WHAT IS EXPECTED >> Reproduce the data below in full, swapping every occurrence of "every instance" for "each instance" and leaving all else unchanged.
# # # #
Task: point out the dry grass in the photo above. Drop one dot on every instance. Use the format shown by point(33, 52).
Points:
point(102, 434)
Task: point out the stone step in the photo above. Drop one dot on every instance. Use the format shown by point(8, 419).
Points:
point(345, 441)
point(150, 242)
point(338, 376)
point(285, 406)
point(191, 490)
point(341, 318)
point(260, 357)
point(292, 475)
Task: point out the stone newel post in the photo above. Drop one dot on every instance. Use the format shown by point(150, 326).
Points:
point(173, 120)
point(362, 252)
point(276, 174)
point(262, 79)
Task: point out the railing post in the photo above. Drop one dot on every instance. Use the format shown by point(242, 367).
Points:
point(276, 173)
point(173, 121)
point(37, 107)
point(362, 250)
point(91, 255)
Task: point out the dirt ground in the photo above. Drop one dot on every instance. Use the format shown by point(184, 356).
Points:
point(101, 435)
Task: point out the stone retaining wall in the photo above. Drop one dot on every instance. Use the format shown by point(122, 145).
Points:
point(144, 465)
# # # #
WRITTEN SOLUTION >>
Task: point out the dry grass in the photo above. Drop one dot on each instance. Use the format shown by point(33, 52).
Points:
point(102, 434)
Task: point out the stone step in the photo above. Drop one dot on each instance. Use the format shown by point(8, 419).
Points:
point(345, 441)
point(150, 242)
point(338, 376)
point(285, 406)
point(191, 490)
point(341, 318)
point(260, 357)
point(292, 475)
Task: point out the stone newel post in the photo above. Drop one dot on each instance. Use the format shown by point(150, 326).
Points:
point(173, 120)
point(362, 252)
point(276, 174)
point(262, 79)
Task: point out the railing post in the photo above. Drop one dot on each instance. Use the format shown by point(242, 367).
Points:
point(276, 173)
point(173, 121)
point(37, 107)
point(362, 250)
point(91, 255)
Task: point out the dirt ground in the photo above. Drop one dot on each instance. Use the format shown by point(184, 356).
Points:
point(101, 435)
Task: point out the stone retaining wall in the photo above. Drop one dot on each instance. Use the format shown by point(122, 145).
Points:
point(144, 465)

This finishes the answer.